Parts of the exercise
(1) Answer these questions using the passage on Matthew and Romans.
(a) In which verse of Matthew's Gospel is the title "Son of David" introduced?
(b) Why do the stars become invisible as the sun rises?
(c) Whom does the reign of Christ not dethrone?
(2) Reproduce the section of the passage on Matthew and Romans starting at "Not so the saints" and ending at "apart from His.".

In fact, one notes in Matthew a disposition to call Jesus the “Son of David” (a title introduced in the very first verse of this Gospel), when He miraculously heals. We observe this in both healings of the blind men (here and in 9:30), the blind and mute demoniac (12:22-24), and the Canaanite woman’s daughter (15:21-28). These healings are signs of the coming of the Messiah, foretold by the prophets (cf. 4:23; 9:35; 10:1).
Romans 16:1-27: As the rising sun moves up toward the eastern horizon each morning, one by one the myriad stars of heaven start to disappear. They do not depart the sky, of course, but the stars do become invisible by reason of the sun’s larger and more garish light, and we upon the earth may no longer gain our bearings by observing them.
Not so the saints who shine on high. The true Sun or Righteousness does not, at His rising, eclipse those lesser lights by which the Church on earth is guided. On the contrary, He Himself illumines the saints, who have no light apart from Him. The reign of Christ does not dethrone the saints, who have no reign apart from His.

Location identification items:
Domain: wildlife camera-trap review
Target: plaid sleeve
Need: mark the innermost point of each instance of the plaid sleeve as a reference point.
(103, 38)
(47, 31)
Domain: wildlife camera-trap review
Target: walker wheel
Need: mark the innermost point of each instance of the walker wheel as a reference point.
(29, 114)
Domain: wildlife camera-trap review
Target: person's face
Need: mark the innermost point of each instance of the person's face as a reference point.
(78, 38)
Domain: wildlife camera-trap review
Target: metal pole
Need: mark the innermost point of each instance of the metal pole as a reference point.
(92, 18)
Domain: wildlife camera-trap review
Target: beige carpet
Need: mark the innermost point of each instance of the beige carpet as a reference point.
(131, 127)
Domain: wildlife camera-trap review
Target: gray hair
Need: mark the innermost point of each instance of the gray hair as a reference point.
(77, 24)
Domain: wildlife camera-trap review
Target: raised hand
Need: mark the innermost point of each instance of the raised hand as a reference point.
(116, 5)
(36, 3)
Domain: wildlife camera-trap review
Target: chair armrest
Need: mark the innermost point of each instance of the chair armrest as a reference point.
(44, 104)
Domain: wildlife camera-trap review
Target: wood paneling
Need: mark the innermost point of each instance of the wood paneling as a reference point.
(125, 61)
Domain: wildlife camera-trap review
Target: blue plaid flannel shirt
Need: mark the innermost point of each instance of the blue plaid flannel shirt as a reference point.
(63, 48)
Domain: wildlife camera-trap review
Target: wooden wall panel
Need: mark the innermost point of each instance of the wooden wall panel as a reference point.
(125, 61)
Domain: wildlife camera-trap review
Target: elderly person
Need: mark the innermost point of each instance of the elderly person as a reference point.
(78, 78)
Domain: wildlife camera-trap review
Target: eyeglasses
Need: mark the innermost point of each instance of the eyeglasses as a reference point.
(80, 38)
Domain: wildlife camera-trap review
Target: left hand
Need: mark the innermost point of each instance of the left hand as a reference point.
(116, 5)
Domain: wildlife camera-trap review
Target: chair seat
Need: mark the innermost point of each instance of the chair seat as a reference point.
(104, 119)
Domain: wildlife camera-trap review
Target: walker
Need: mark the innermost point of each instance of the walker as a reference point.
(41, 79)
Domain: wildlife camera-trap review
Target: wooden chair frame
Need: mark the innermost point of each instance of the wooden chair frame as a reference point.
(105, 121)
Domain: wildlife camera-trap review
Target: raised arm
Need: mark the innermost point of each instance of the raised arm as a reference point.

Solutions to each task
(1)
(a) The very first verse.
(b) Because of the sun's larger and more garish light.
(c) The saints.

(2)
Not so the saints who shine on high. The true Sun or Righteousness does not, at His rising, eclipse those lesser lights by which the Church on earth is guided. On the contrary, He Himself illumines the saints, who have no light apart from Him. The reign of Christ does not dethrone the saints, who have no reign apart from His.